**SOURCE EXTRACT**.
******************************
Navalny’s arrest sparks mass protests against Putin’s authoritarian regime

Protests erupted across almost 200 Russian cities in late January. Tens of thousands of people have taken to the streets demanding the release of Alexei Navalny, a key opposition leader. The protesters also demanded the release of other political prisoners, called out Russian President Vladimir Putin’s corruption, and stood in solidarity with the protesters in Belarus.

A second round of protests took place on 31 January. The government closed down central streets, limited and detoured public transport, suppressed mobile reception and arrested over 9000 people in two days. Rallies in solidarity with the Russian protesters were also held across Australia, organised by the Russian community. Over 60 people protested in Sydney, and around 40 in Melbourne and Adelaide, with smaller actions also being held in Brisbane and Perth.

Navalny was immediately arrested on his return to Russia on 17 January. Fearing protests, the government went as far as closing down one of the biggest international airports in Russia, forcing Navalny’s plane to detour to another airport.

State officials have always tried to dismiss his political significance, with Putin never using Navalny’s actual name, calling him the “Berlin patient” or “that blogger” instead. The drastic actions taken on the day of his arrival, however, showed otherwise, and only further increased his popularity.

In August 2020, Navalny was poisoned with Novichok, a prohibited chemical weapon produced in Russia. He survived and was taken to Berlin for recovery. Later on, Navalny, together with investigative journalism outfit Bellingcat, released evidence of involvement by Russia’s main security agency, even naming specific agents involved in his attempted murder.

But Navalny is not the alternative to Putin that is needed. On his website, Navalny, a nationalist and neo-liberal, calls for deregulating the economy and introducing visas for migration from former Soviet countries in Central Asia, while at the same time simplifying the migration process for what he calls “developed countries”.

Navalny’s arrest, however, was a spark for people who are tired of corruption, worsening living conditions, and Putin’s authoritarian rule, to speak out and stand up for their rights. During the COVID-19 crisis in 2020, those in poverty rose to 13.5 per cent of the population, or almost 20 million people. People’s income fell by 8 per cent in one year, a record since the economic instability of 1999.

Corruption heavily affects all levels of government, with Putin directly implicated. Right after Navalny’s arrest, his team released an investigation into the palace Putin is building for himself. The palace’s territory is 39 times bigger than the city-state of Monaco. Close to US$1.4 billion has allegedly been spent on the residence so far. The video investigation has reached 100 million views and is currently the most watched video on Russian YouTube.
******************************
**PARTS OF THE EXERCISE**.
[a] Answer these questions on the article about the Navalny protests:
(i) On what date did the second round of protests take place?
(ii) With what chemical weapon was Navalny poisoned in August 2020?
(iii) How many times bigger than Monaco is the territory of the palace Putin is building?
[b] Continue the article about the Navalny protests from its last sentence.
None of the entries are needed.

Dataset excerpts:
******************************
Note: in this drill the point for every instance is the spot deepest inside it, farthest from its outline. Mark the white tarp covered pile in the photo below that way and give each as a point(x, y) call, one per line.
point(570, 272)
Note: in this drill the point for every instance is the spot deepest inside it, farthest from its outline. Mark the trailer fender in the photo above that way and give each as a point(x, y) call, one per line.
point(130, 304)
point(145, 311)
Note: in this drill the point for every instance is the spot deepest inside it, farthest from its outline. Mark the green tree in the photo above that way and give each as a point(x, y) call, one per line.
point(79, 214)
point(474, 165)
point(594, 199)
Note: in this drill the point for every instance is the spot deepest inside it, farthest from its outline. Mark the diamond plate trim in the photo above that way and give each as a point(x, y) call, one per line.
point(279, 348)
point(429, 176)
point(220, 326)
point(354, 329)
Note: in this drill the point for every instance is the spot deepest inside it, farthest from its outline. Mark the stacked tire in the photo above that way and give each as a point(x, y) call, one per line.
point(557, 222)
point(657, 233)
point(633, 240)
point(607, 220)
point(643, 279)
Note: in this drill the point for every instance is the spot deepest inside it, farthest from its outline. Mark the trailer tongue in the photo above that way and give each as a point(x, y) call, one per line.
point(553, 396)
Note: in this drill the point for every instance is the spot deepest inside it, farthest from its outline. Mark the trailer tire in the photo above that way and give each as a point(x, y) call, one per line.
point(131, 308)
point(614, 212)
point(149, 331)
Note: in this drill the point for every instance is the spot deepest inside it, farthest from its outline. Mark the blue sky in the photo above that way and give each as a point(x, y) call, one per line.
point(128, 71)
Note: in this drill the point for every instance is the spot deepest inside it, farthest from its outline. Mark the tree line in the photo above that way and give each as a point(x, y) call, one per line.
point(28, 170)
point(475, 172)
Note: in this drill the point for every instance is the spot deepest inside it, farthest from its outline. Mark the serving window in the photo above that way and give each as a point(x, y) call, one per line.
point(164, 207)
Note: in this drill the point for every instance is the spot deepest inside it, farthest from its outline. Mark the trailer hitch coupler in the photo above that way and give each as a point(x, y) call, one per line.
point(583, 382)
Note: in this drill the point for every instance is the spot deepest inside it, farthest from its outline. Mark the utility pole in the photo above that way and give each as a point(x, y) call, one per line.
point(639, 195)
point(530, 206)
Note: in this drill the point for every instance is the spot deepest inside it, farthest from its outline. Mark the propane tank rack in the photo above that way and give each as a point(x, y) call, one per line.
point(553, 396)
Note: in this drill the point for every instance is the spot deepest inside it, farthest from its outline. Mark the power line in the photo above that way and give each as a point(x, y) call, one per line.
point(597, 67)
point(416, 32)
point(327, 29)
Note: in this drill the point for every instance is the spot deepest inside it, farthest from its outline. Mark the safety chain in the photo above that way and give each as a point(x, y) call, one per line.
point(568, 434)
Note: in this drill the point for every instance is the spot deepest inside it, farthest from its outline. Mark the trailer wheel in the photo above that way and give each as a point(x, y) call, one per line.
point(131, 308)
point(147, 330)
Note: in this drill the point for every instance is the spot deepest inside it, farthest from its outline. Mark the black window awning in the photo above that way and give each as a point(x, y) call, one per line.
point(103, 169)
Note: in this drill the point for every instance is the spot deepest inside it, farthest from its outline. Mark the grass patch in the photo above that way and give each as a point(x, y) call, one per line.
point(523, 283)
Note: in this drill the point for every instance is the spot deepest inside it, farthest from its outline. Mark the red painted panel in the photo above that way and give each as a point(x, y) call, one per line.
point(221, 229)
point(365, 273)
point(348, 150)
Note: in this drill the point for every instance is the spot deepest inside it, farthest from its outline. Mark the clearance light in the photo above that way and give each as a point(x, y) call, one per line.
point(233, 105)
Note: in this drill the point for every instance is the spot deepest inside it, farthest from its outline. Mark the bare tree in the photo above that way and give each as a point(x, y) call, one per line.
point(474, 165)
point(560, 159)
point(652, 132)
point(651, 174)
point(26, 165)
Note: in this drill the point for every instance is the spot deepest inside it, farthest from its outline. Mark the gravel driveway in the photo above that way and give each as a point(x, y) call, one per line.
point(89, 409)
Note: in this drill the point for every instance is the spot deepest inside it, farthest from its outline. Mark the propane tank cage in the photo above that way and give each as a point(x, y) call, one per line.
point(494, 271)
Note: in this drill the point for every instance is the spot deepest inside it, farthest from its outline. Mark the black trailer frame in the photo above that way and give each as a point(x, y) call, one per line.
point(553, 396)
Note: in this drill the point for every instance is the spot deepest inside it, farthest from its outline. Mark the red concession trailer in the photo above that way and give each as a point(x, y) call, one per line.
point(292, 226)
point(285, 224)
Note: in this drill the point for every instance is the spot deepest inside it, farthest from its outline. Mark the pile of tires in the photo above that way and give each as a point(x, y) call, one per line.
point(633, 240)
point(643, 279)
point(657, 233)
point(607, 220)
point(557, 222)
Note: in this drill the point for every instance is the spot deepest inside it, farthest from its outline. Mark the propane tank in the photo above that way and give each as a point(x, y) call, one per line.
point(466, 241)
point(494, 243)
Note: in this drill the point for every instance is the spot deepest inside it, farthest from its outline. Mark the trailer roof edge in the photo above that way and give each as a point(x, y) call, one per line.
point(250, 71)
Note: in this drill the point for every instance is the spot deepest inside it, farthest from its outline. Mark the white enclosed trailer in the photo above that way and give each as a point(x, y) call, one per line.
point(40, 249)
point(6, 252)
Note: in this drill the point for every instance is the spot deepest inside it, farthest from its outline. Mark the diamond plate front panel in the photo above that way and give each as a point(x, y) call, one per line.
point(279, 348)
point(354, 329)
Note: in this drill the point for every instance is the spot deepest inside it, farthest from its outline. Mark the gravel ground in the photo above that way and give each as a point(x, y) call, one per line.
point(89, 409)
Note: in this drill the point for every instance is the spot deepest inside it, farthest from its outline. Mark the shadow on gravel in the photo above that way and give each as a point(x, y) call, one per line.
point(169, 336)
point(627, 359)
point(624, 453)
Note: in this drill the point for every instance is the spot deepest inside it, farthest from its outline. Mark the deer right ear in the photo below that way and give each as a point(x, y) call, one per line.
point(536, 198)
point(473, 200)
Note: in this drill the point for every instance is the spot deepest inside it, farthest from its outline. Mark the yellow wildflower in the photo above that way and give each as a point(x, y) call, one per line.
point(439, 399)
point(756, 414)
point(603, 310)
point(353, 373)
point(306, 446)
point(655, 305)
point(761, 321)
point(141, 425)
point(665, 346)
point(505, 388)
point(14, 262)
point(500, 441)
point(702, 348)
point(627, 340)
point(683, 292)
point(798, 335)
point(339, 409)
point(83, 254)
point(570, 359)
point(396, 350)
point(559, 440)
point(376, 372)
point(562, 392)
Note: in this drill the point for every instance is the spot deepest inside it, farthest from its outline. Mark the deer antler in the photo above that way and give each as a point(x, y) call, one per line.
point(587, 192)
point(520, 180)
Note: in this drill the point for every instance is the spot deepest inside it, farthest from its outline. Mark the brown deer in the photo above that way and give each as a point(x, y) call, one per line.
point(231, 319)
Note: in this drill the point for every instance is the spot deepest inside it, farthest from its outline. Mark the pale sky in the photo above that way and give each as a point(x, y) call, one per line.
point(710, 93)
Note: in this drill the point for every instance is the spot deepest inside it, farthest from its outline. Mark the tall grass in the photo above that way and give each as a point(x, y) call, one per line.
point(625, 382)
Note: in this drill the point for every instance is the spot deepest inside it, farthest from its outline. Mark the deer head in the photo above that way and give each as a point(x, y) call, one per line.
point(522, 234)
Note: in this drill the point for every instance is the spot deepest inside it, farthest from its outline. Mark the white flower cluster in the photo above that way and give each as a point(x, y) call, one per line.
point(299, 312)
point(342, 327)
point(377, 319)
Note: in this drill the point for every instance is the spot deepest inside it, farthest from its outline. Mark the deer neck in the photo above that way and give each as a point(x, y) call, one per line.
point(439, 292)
******************************
**EXERCISE RESPONSES**.
[a]
(i) 31 January
(ii) Novichok
(iii) 39 times

[b]
Although most Russians are quite aware of corruption, this evidence of the incredible scale of it has further motivated people to protest.


Putin has tried to crush the wave of protests with a mixture of repression and fear. Thousands of protesters have been arrested, opposition activists have had their houses searched, with some being charged or placed under house arrest.

Riot cops have been out in full force, with thousands of them blocking the streets, beating up protesters and arresting people at random from the crowd. Putin has been learning from the protests that began last year in Belarus, with many tactics being tried out there first. In one region, plain-clothed riot police dressed in balaclavas. Police also grabbed people out of their cars for honking in support or trying to escape police brutality via taxi, as in Belarus.

“Across the country up to 10,000 people were detained over two weeks of protest”, according to the Russian group, Socialist Tendency, who reported that, “many left movements, including our own group… agreed on the need to go to these events to agitate.”

Pro-government sources released a video of one of the arrested opposition figures asking people to stop protesting. It was clear that it was made under threats.

There are currently at least another 66 people in Russia in jail for political reasons. The high profile “network” case resulted in ten people being jailed last year for between three and a half and 18 years. They were a group of friends who played airsoft games and discussed left-wing politics, but were accused of plotting terrorist attacks. They were convicted based on “confessions” made under torture and abuse.

Azat Miftakhov, a mathematician with anarchist views, was sentenced to six years in jail in January after being accused of attacking the ruling party’s offices. The only evidence against him was the testimony of two “secret witnesses”, including one the prosecution claimed had died before the trial. The “Moscow” case saw another 24 people charged for “mass rioting and assaulting the police” during the peaceful protests of 2019. Footage of the protests, however, clearly shows cops beating up people and breaking up peaceful marches. Some of those jailed over the case were released after a massive public backlash.

On 2 February, Navalny was tried and sentenced to two and a half years in jail. The protests that erupted on that day led to 1400 people being arrested.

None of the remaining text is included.